The reply should hold every line of the data below, unchanged, and none of the pictures.

BEGIN MATERIAL FOR THIS EXERCISE

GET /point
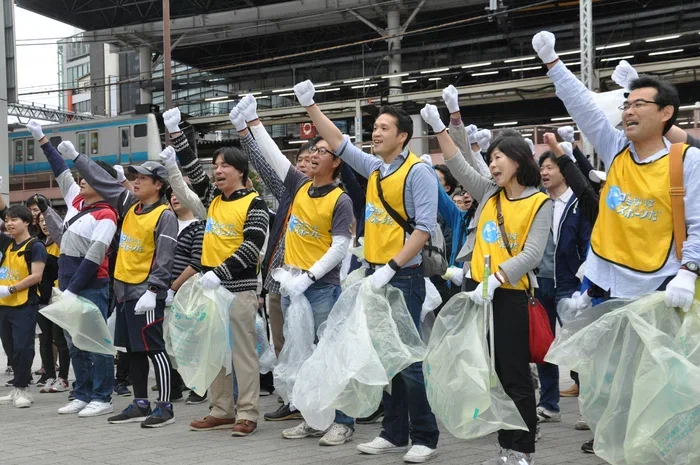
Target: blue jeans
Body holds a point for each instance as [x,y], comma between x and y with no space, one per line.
[406,410]
[322,297]
[94,373]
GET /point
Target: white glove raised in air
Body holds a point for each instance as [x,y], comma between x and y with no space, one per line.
[305,93]
[248,107]
[681,290]
[431,115]
[624,74]
[566,133]
[169,157]
[210,281]
[67,149]
[477,295]
[35,128]
[451,98]
[543,43]
[237,119]
[146,303]
[171,119]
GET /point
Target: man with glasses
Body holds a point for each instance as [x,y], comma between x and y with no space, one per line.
[632,241]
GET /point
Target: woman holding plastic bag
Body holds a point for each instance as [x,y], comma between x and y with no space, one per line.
[510,202]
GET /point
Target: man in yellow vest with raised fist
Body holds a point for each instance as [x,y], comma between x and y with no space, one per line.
[398,178]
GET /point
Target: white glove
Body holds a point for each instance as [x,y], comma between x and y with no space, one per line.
[305,93]
[624,74]
[146,303]
[543,43]
[121,177]
[210,281]
[566,133]
[381,277]
[169,157]
[483,139]
[681,290]
[568,150]
[171,119]
[248,107]
[68,150]
[35,128]
[237,119]
[477,294]
[431,116]
[471,130]
[169,298]
[451,98]
[299,285]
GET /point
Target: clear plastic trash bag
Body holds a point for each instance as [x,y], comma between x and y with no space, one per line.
[299,336]
[639,367]
[461,390]
[197,335]
[83,321]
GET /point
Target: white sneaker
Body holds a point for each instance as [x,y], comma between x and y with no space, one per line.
[74,406]
[380,446]
[337,435]
[419,454]
[23,399]
[96,408]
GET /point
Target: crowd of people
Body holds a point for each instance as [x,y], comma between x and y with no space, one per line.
[550,224]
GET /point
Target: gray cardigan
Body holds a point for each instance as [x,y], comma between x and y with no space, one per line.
[482,188]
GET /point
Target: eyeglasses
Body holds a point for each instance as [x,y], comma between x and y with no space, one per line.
[321,150]
[637,104]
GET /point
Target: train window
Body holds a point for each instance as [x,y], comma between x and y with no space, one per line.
[140,130]
[19,151]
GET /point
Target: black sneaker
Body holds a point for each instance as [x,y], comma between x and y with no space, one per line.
[283,413]
[137,411]
[372,418]
[121,390]
[162,415]
[194,398]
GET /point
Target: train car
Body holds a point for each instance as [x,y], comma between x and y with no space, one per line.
[121,140]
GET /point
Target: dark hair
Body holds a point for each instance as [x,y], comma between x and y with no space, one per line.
[666,94]
[236,158]
[404,123]
[515,148]
[21,212]
[450,180]
[107,167]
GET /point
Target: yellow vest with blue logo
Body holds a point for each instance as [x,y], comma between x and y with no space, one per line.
[518,216]
[308,235]
[223,233]
[384,237]
[634,228]
[14,269]
[137,245]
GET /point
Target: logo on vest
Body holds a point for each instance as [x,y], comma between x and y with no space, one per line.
[376,215]
[220,229]
[130,244]
[302,228]
[629,206]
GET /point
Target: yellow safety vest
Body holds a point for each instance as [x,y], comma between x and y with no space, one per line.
[384,237]
[14,269]
[634,228]
[223,233]
[309,227]
[137,245]
[518,216]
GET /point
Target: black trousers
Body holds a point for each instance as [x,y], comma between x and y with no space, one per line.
[511,321]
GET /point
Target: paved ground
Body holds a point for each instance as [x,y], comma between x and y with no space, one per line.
[40,435]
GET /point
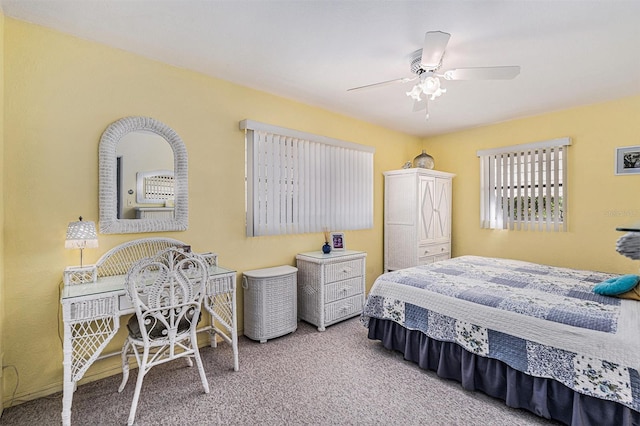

END MATERIAL FOR THIS EXERCISE

* _TASK RESPONSE_
GET /point
Target: blue jeans
Body holds a point for each instance as [x,y], comma between x and y with no space, one per line.
[406,410]
[322,297]
[94,373]
GET /point
Target: white glove raised in air
Body holds a point for each instance as [x,y], comma between x and y with no space, one per line.
[305,93]
[248,107]
[681,290]
[431,115]
[624,74]
[566,133]
[169,157]
[210,281]
[67,149]
[477,295]
[35,128]
[451,98]
[543,43]
[237,119]
[146,303]
[171,119]
GET /point
Target: man with glasses
Body holds a point for each instance as [x,y], comma between x and y with no space, one per line.
[632,241]
GET /point
Target: woman holding plastic bag
Body holds a point for each instance as [x,y], comma between x and y with no space, one per line.
[510,202]
GET /point
Target: man in yellow vest with raised fist
Body holds a point for each instance as [x,y], comma between x and y with no space, one per line.
[398,178]
GET /point
Target: white glove
Body holds a point for each instance as [x,y], comma between x and y with no space, one per line.
[305,93]
[624,74]
[146,303]
[543,43]
[121,177]
[210,281]
[566,133]
[381,277]
[169,157]
[483,139]
[681,290]
[568,150]
[171,119]
[248,107]
[68,150]
[35,128]
[237,119]
[477,294]
[431,116]
[471,130]
[169,298]
[451,98]
[299,285]
GET /point
Target: clear plastic trash bag
Body holds a point for each instance as [x,y], comma between x and y with no space, one per line.
[299,336]
[639,367]
[461,390]
[197,335]
[83,321]
GET /point
Target: white sneaker
Body holds a point for each instance as [x,y], comma between x and y with no space, one per line.
[74,406]
[380,446]
[337,435]
[419,454]
[23,399]
[96,408]
GET /point
Target: crowd of people
Body holds a point for each instance as [x,y], comma between x and y with no space, one per line.
[550,224]
GET /point
Target: gray cardigan
Body holds a point for each instance as [x,y], comma between x and y with no space, one per line.
[482,188]
GET /point
Target: eyeglasses
Body holds a point for each instance as [x,y], comma between x and y with no space, one per line.
[321,150]
[637,104]
GET /point
Target: train window
Body holds a point for each instance as [x,y], comma between x and y with no space, one per line.
[140,130]
[19,151]
GET /point
Target: black sneaker
Body holds a point for each instance as [x,y], comma between x and y with no space, one per line.
[283,413]
[137,411]
[372,418]
[121,390]
[162,415]
[194,398]
GET /point
Target: train car
Body holds a point for each instance as [x,y], comma between x and y with no space, one per line.
[121,140]
GET /point
Target: dark hair
Body holds a point for each instance as [x,y], comma between x and y with no space, one per line.
[666,94]
[236,158]
[404,123]
[515,148]
[21,212]
[450,180]
[107,167]
GET /point
Target: yellow vest with blue logo
Body holds a point for each instance as [x,y], comma between x and y with no space, one per line.
[518,216]
[308,235]
[223,233]
[384,237]
[634,228]
[14,269]
[137,245]
GET /point
Target: logo on vest
Body holds a point for each instance as [x,y], comma between x and y with no space, one per line.
[376,215]
[220,229]
[130,244]
[302,228]
[629,206]
GET /point
Target: yellow safety vest
Body holds a point for each instance as [x,y], comma between x and y with no space, one per line.
[384,237]
[14,269]
[634,228]
[223,233]
[309,227]
[137,245]
[518,216]
GET /point
Target: black trousers
Body holds a point for each instance as [x,y], comma between x and y with no space, one per line.
[511,321]
GET /point
Target: paved ground
Body holds a point for each instance as [x,y], comma between x and y with no space, one per line.
[40,435]
GET /point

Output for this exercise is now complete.